**GOAL OF THE EXERCISE**
Print the listing below verbatim, preserving every line without alteration.

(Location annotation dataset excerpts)
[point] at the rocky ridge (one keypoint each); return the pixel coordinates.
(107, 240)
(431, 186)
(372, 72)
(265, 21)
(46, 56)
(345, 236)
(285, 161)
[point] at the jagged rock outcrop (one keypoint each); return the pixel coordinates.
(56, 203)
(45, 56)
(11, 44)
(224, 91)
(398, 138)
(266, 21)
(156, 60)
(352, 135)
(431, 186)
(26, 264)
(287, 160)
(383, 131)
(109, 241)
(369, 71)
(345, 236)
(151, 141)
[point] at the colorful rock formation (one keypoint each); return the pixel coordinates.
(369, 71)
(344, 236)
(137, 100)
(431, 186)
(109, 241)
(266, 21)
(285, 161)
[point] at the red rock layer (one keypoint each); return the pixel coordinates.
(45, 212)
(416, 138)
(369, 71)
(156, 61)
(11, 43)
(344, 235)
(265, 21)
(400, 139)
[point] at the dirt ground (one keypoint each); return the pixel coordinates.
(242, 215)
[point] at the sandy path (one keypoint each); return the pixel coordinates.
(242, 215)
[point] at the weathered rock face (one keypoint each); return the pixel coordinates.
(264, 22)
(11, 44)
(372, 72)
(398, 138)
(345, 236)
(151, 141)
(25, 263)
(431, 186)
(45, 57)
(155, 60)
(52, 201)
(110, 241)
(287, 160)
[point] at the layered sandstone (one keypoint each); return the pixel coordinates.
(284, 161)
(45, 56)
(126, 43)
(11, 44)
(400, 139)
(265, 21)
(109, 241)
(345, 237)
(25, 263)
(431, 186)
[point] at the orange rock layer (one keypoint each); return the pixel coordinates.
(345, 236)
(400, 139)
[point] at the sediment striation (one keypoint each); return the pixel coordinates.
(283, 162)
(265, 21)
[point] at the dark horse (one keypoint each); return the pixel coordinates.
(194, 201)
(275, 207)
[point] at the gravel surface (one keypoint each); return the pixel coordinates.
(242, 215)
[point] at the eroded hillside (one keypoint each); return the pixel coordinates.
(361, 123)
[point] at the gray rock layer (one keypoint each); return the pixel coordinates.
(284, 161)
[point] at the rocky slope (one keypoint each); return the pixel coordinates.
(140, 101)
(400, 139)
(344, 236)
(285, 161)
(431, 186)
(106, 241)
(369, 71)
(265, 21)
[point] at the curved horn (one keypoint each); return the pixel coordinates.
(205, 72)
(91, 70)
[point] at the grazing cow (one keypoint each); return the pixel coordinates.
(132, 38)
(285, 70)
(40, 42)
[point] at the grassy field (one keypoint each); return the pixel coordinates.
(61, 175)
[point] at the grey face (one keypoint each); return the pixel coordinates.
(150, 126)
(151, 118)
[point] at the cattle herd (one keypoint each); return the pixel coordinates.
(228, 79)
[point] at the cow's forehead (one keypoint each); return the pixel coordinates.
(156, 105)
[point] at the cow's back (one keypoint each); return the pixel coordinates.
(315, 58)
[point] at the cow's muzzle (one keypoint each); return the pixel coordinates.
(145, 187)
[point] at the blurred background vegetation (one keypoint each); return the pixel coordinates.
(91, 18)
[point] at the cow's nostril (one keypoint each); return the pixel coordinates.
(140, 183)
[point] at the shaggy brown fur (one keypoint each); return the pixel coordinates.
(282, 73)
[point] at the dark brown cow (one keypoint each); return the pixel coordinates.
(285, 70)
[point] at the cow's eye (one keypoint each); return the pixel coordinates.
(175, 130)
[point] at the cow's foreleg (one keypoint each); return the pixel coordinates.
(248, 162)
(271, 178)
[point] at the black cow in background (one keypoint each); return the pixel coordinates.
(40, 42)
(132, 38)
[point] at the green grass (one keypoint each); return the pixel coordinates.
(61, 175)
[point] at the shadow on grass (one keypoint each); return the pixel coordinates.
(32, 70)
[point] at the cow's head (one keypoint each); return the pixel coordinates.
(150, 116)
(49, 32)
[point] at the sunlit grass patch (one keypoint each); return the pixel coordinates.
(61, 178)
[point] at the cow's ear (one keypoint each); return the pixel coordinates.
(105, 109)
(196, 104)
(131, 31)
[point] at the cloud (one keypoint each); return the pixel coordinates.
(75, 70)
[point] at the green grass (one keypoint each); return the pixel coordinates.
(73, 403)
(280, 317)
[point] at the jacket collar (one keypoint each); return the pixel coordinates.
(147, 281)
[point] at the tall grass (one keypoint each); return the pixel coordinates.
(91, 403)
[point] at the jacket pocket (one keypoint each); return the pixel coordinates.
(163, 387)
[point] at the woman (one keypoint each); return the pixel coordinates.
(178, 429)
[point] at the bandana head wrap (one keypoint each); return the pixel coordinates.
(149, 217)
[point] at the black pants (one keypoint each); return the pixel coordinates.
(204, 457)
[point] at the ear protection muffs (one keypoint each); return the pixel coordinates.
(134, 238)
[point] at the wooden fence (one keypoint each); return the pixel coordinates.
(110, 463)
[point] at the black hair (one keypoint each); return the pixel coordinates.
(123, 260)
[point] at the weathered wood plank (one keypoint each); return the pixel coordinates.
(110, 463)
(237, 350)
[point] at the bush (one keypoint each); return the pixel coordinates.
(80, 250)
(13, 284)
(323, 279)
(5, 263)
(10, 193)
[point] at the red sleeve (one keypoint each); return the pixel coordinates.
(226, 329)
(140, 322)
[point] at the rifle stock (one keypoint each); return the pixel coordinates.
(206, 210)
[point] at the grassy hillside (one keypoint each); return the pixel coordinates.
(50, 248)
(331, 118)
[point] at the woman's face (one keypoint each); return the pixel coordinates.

**WORKED ANSWER**
[point] at the rocky ridge (one keypoint each); return the pixel coordinates.
(107, 240)
(431, 186)
(372, 72)
(265, 21)
(46, 56)
(345, 236)
(285, 161)
[point] at the jagged rock outcrop (one keypoint each); return the pixel coordinates.
(56, 203)
(45, 56)
(11, 44)
(224, 91)
(398, 138)
(266, 21)
(156, 60)
(352, 135)
(431, 186)
(26, 264)
(287, 160)
(383, 131)
(109, 241)
(369, 71)
(345, 236)
(151, 141)
[point] at the colorful rock formation (one keypoint each); return the pixel coordinates.
(369, 71)
(344, 236)
(137, 100)
(431, 186)
(109, 241)
(266, 21)
(285, 161)
[point] at the red rock layer (one keypoint each); return the pixel coordinates.
(45, 212)
(416, 138)
(369, 71)
(156, 61)
(11, 43)
(344, 235)
(265, 21)
(400, 139)
[point] at the dirt ground (one keypoint each); return the pixel coordinates.
(242, 215)
[point] at the sandy path (one keypoint each); return the pixel coordinates.
(242, 215)
[point] at the weathered rock face (one keypoint each); return the pixel coordinates.
(264, 22)
(11, 44)
(372, 72)
(398, 138)
(345, 236)
(151, 141)
(25, 263)
(431, 186)
(45, 57)
(155, 60)
(52, 201)
(110, 241)
(287, 160)
[point] at the layered sandstone (one keypoint each); return the pixel coordinates.
(284, 161)
(45, 56)
(126, 43)
(11, 44)
(400, 139)
(265, 21)
(109, 241)
(345, 237)
(25, 263)
(431, 186)
[point] at the orange rock layer (one keypoint each); return the pixel coordinates.
(345, 236)
(400, 139)
[point] at the sediment striation (one keypoint each); return the pixel coordinates.
(283, 162)
(265, 21)
[point] at the dark horse (one keypoint each); return the pixel coordinates.
(194, 201)
(275, 207)
[point] at the gravel surface (one keypoint each); return the pixel coordinates.
(242, 215)
[point] at the eroded hillside (one keypoint each); return the pixel coordinates.
(361, 123)
[point] at the gray rock layer (one keypoint each); return the pixel coordinates.
(284, 161)
[point] at the rocky slope (one keypoint each); return the pixel coordinates.
(140, 101)
(400, 139)
(344, 236)
(285, 161)
(431, 186)
(106, 241)
(369, 71)
(265, 21)
[point] at the curved horn (one keypoint each); return the pixel coordinates.
(205, 72)
(91, 70)
[point] at the grazing cow (one keypoint each); return the pixel coordinates.
(132, 38)
(285, 70)
(40, 42)
[point] at the grassy field (one keypoint each); return the pixel coordinates.
(61, 175)
[point] at the grey face (one keypoint each); return the pixel coordinates.
(150, 126)
(151, 118)
[point] at the cattle herd (one keypoint each); return the pixel coordinates.
(228, 79)
[point] at the cow's forehead (one keypoint each); return the pixel coordinates.
(156, 105)
[point] at the cow's back (one keypoint each); return the pixel coordinates.
(315, 58)
[point] at the cow's muzzle (one keypoint each); return the pixel coordinates.
(145, 187)
[point] at the blurred background vegetation (one keypoint each); return the pixel coordinates.
(91, 18)
[point] at the cow's nostril (one keypoint each); return the pixel coordinates.
(140, 183)
[point] at the shaggy brown fur (one keypoint each); return the pixel coordinates.
(282, 73)
[point] at the dark brown cow (one keypoint each); return the pixel coordinates.
(285, 70)
[point] at the cow's eye (one keypoint each); return the pixel coordinates.
(175, 130)
[point] at the cow's foreleg (one keypoint each); return the pixel coordinates.
(248, 162)
(271, 178)
[point] at the black cow in background (one keypoint each); return the pixel coordinates.
(40, 42)
(132, 38)
[point] at the green grass (one keypoint each); return the pixel coordinates.
(61, 175)
[point] at the shadow on grass (one keypoint each); return the pixel coordinates.
(32, 70)
[point] at the cow's head (one keypoint each); return the pixel coordinates.
(150, 116)
(49, 32)
[point] at the sunlit grass patch (one keypoint each); return the pixel coordinates.
(61, 178)
[point] at the cow's ear (one keypoint each); return the pixel coordinates.
(105, 109)
(196, 104)
(131, 31)
[point] at the cloud (one keypoint each); return the pixel coordinates.
(75, 70)
[point] at the green grass (one keypoint each); return the pixel coordinates.
(73, 403)
(280, 317)
[point] at the jacket collar (one keypoint each); return the pixel coordinates.
(147, 281)
[point] at the tall grass (one keypoint each); return the pixel coordinates.
(91, 403)
[point] at the jacket pocket (one keypoint each); return the pixel coordinates.
(163, 387)
[point] at the woman (one keypoint each); return the pixel coordinates.
(178, 429)
[point] at the bandana head wrap (one keypoint each); return the pixel coordinates.
(149, 217)
[point] at the black pants (one keypoint each); return the pixel coordinates.
(204, 457)
[point] at the ear protection muffs (one keypoint each); return the pixel coordinates.
(134, 238)
[point] at the wooden fence (one keypoint each); return the pixel coordinates.
(110, 463)
[point] at the black hair (one keypoint each); return the pixel coordinates.
(123, 260)
[point] at the weathered wood plank (one keypoint each); return the pixel coordinates.
(110, 463)
(237, 350)
[point] at the bush (one keypoint each); return the pixel coordinates.
(80, 250)
(13, 284)
(323, 279)
(5, 263)
(10, 193)
[point] at the red sleeve (one keypoint each); return the pixel coordinates.
(226, 329)
(140, 322)
[point] at the rifle stock (one keypoint each); return the pixel coordinates.
(206, 210)
[point] at the grassy hillside (one keypoint each); return the pixel coordinates.
(50, 248)
(331, 118)
[point] at the woman's face (one keypoint each); return the pixel coordinates.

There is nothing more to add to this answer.